## PROBLEM REQUIREMENTS
Could you print each entry below verbatim while omitting the pictures?

• • •

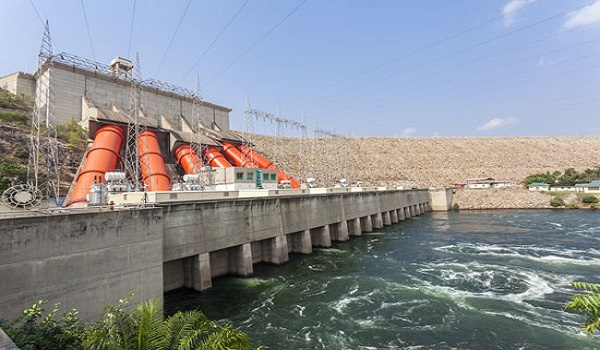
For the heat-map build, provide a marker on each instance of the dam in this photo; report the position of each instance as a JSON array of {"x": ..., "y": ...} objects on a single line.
[
  {"x": 166, "y": 196},
  {"x": 86, "y": 258}
]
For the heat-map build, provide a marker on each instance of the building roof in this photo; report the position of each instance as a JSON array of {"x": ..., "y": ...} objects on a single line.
[
  {"x": 594, "y": 183},
  {"x": 99, "y": 70},
  {"x": 480, "y": 179}
]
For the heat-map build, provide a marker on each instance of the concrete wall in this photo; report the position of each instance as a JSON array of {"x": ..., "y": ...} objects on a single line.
[
  {"x": 83, "y": 261},
  {"x": 88, "y": 260},
  {"x": 68, "y": 85},
  {"x": 235, "y": 233}
]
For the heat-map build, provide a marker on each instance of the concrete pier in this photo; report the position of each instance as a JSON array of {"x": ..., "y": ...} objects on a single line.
[
  {"x": 342, "y": 233},
  {"x": 377, "y": 221},
  {"x": 366, "y": 224},
  {"x": 394, "y": 216},
  {"x": 300, "y": 242},
  {"x": 387, "y": 220},
  {"x": 354, "y": 227},
  {"x": 321, "y": 237}
]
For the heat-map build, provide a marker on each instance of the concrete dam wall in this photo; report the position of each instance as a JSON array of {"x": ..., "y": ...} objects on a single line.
[{"x": 87, "y": 260}]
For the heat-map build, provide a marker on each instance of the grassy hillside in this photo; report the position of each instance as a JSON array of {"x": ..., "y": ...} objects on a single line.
[{"x": 412, "y": 161}]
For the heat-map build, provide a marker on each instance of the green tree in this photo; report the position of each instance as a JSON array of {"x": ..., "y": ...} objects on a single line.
[
  {"x": 557, "y": 202},
  {"x": 145, "y": 328},
  {"x": 587, "y": 302},
  {"x": 541, "y": 177},
  {"x": 31, "y": 332},
  {"x": 589, "y": 199},
  {"x": 11, "y": 172}
]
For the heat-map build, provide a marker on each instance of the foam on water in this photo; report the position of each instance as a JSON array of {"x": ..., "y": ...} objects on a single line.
[
  {"x": 435, "y": 287},
  {"x": 552, "y": 255}
]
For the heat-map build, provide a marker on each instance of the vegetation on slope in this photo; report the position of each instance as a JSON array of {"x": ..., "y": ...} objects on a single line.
[
  {"x": 15, "y": 131},
  {"x": 569, "y": 177},
  {"x": 587, "y": 302}
]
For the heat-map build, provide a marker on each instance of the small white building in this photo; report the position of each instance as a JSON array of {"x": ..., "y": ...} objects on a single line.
[
  {"x": 501, "y": 184},
  {"x": 538, "y": 186},
  {"x": 592, "y": 187},
  {"x": 565, "y": 189},
  {"x": 478, "y": 183},
  {"x": 235, "y": 179}
]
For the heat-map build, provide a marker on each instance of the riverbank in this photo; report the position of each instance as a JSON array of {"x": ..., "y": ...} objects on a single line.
[{"x": 513, "y": 198}]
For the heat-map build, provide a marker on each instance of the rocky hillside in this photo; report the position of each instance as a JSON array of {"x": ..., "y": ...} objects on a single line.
[
  {"x": 15, "y": 131},
  {"x": 440, "y": 161}
]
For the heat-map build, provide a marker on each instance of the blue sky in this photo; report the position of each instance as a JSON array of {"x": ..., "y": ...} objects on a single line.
[{"x": 361, "y": 68}]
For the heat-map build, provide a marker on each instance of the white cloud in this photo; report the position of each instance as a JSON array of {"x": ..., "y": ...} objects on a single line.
[
  {"x": 509, "y": 10},
  {"x": 409, "y": 131},
  {"x": 497, "y": 123},
  {"x": 584, "y": 16}
]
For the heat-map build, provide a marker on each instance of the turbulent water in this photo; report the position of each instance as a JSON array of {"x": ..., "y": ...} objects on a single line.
[{"x": 468, "y": 280}]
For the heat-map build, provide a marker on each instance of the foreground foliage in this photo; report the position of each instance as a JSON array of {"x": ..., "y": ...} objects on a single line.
[
  {"x": 587, "y": 302},
  {"x": 10, "y": 173},
  {"x": 30, "y": 331},
  {"x": 143, "y": 328}
]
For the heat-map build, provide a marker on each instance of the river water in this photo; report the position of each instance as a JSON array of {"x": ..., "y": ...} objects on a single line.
[{"x": 458, "y": 280}]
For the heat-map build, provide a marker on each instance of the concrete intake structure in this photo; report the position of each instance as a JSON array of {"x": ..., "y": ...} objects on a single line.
[
  {"x": 188, "y": 159},
  {"x": 236, "y": 157},
  {"x": 87, "y": 259},
  {"x": 263, "y": 163},
  {"x": 100, "y": 159},
  {"x": 152, "y": 163}
]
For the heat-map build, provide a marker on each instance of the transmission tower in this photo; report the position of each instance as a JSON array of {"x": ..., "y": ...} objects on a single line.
[
  {"x": 248, "y": 127},
  {"x": 280, "y": 125},
  {"x": 43, "y": 121},
  {"x": 134, "y": 128},
  {"x": 303, "y": 150},
  {"x": 196, "y": 142},
  {"x": 327, "y": 170}
]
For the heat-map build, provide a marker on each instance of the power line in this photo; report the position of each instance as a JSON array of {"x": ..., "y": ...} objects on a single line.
[
  {"x": 481, "y": 43},
  {"x": 87, "y": 26},
  {"x": 131, "y": 29},
  {"x": 421, "y": 49},
  {"x": 215, "y": 40},
  {"x": 37, "y": 13},
  {"x": 173, "y": 37},
  {"x": 257, "y": 42}
]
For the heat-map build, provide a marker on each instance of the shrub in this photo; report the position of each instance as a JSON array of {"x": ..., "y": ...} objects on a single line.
[
  {"x": 73, "y": 134},
  {"x": 589, "y": 199},
  {"x": 10, "y": 172},
  {"x": 31, "y": 331},
  {"x": 557, "y": 202},
  {"x": 18, "y": 101},
  {"x": 14, "y": 117}
]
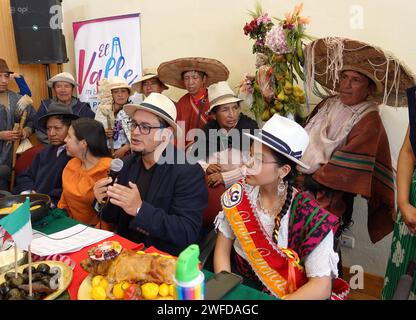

• • •

## RESULT
For the heat-map build, provide a marker on each instance of the dam in this photo; report the position of each instance as a JSON array of {"x": ..., "y": ...} objects on a single line.
[
  {"x": 166, "y": 196},
  {"x": 86, "y": 258}
]
For the heat-map build, provide a marker on each instance of the building roof in this photo; report the position of each instance as a JSON array of {"x": ..., "y": ...} objects on a single line.
[
  {"x": 594, "y": 183},
  {"x": 99, "y": 70},
  {"x": 480, "y": 179}
]
For the heat-map build, provide a marker on each instance of the concrete wall in this photo; report the position of each instance as a JSON array of {"x": ..., "y": ...} objects on a single line.
[
  {"x": 83, "y": 261},
  {"x": 88, "y": 260},
  {"x": 68, "y": 85},
  {"x": 235, "y": 233}
]
For the heat-map build, provide a marker on each instance of the concrete pier in this photo; report the position of each instance as a JSON array of {"x": ..., "y": ...} objects on a single line.
[
  {"x": 342, "y": 233},
  {"x": 377, "y": 221},
  {"x": 366, "y": 224},
  {"x": 394, "y": 216},
  {"x": 300, "y": 242},
  {"x": 387, "y": 220},
  {"x": 354, "y": 227},
  {"x": 321, "y": 237}
]
For the heat-map build, provide a marker on each instance of the concrete dam wall in this photo; report the position of each instance as a JSON array of {"x": ..., "y": ...} objects on a single line.
[{"x": 87, "y": 260}]
For the heat-map build, provide a marker on each instance of the grassy hillside in this photo; report the position of each instance as a JSON array of {"x": ..., "y": ...} objects on a single line.
[{"x": 412, "y": 161}]
For the heat-map build, provide a marker on each instance of the green tree in this photo; report the position of each instance as a JSON array of {"x": ..., "y": ...} objects on a single line.
[
  {"x": 557, "y": 202},
  {"x": 145, "y": 328},
  {"x": 587, "y": 302},
  {"x": 541, "y": 177},
  {"x": 31, "y": 332},
  {"x": 589, "y": 199},
  {"x": 11, "y": 172}
]
For the heat-map build, provide a marker on each instance of the foam on water in this photo; report the position of each instance as a JSON array of {"x": ..., "y": ...} objects on a single line.
[
  {"x": 435, "y": 287},
  {"x": 552, "y": 255}
]
For the heat-map build, provide a marker on each instance of the vegetation on slope in this photo; report the position of each instance as a JSON array of {"x": ..., "y": ...} objects on a single line.
[
  {"x": 15, "y": 131},
  {"x": 569, "y": 177},
  {"x": 587, "y": 302}
]
For the heat-map build, provide a marker on each instance of the small white building in this photo; report the position of each instance as a JSON array of {"x": ..., "y": ...} objects on a single line.
[
  {"x": 501, "y": 184},
  {"x": 538, "y": 186},
  {"x": 592, "y": 187},
  {"x": 565, "y": 189},
  {"x": 478, "y": 183},
  {"x": 235, "y": 179}
]
For the heat-map build, provide a marker on each instance of the riverbank in this photo; report the position of each instance as a JSON array of {"x": ..., "y": ...} objects on a single line.
[{"x": 513, "y": 198}]
For the heat-map build, provide a marker on each instance of the rocky hillside in this photo; report the position of each instance as a JSON array of {"x": ..., "y": ...} objects on a single line.
[
  {"x": 15, "y": 131},
  {"x": 440, "y": 161}
]
For the heat-map build, provide a marker on each instance of the blue sky in this photo; report the position of each instance as a JSON array of {"x": ..., "y": ...} objects on a single line.
[{"x": 361, "y": 68}]
For the heat-map build, provide a marker on each instance of the white cloud in this photo; report the position of each instance as a JSON array of {"x": ..., "y": ...} objects on a single line.
[
  {"x": 509, "y": 10},
  {"x": 409, "y": 131},
  {"x": 497, "y": 123},
  {"x": 584, "y": 16}
]
For the heat-map build, provide a marker on each instance of the turbulent water in this photo; report the position of each instance as a JSON array of {"x": ..., "y": ...} objects on a single line.
[{"x": 468, "y": 280}]
For the heat-map build, provide a marker on each instance of the foreground foliage in this photo; report the position of each instance as a JSON array of {"x": ..., "y": ...} objects on a single line.
[
  {"x": 587, "y": 302},
  {"x": 10, "y": 173},
  {"x": 30, "y": 331},
  {"x": 143, "y": 328}
]
For the heat-map build, provide a marker on each instance of the river water in this photo; report the position of each instance as a JSON array of {"x": ..., "y": ...} objects on a single line.
[{"x": 458, "y": 280}]
For the heat-map build, provide a marker on each instance of the concrete intake structure in this photo; report the position of each instance as a JSON array of {"x": ..., "y": ...} objects on a single line.
[
  {"x": 188, "y": 159},
  {"x": 236, "y": 157},
  {"x": 87, "y": 259},
  {"x": 263, "y": 163},
  {"x": 100, "y": 159},
  {"x": 152, "y": 163}
]
For the heat-map build, provide a marker on each instance of the transmission tower in this photo; report the position of each instance as a JSON array of {"x": ..., "y": ...} objects on a single line.
[
  {"x": 248, "y": 127},
  {"x": 280, "y": 125},
  {"x": 43, "y": 121},
  {"x": 134, "y": 128},
  {"x": 303, "y": 150},
  {"x": 196, "y": 142},
  {"x": 327, "y": 170}
]
For the heat-map build, provide a marker on each instance of the power line in this photo; report the position of each instance as a JSON array of {"x": ..., "y": ...} objects on a single line.
[
  {"x": 481, "y": 43},
  {"x": 87, "y": 26},
  {"x": 131, "y": 29},
  {"x": 421, "y": 49},
  {"x": 215, "y": 40},
  {"x": 37, "y": 13},
  {"x": 173, "y": 37},
  {"x": 257, "y": 42}
]
For the heat-map build, provide a marker on each instance of the shrub in this photo; report the position of each instance as a JSON array of {"x": ..., "y": ...} objects on a single line.
[
  {"x": 73, "y": 134},
  {"x": 589, "y": 199},
  {"x": 10, "y": 172},
  {"x": 31, "y": 331},
  {"x": 557, "y": 202},
  {"x": 18, "y": 101},
  {"x": 14, "y": 117}
]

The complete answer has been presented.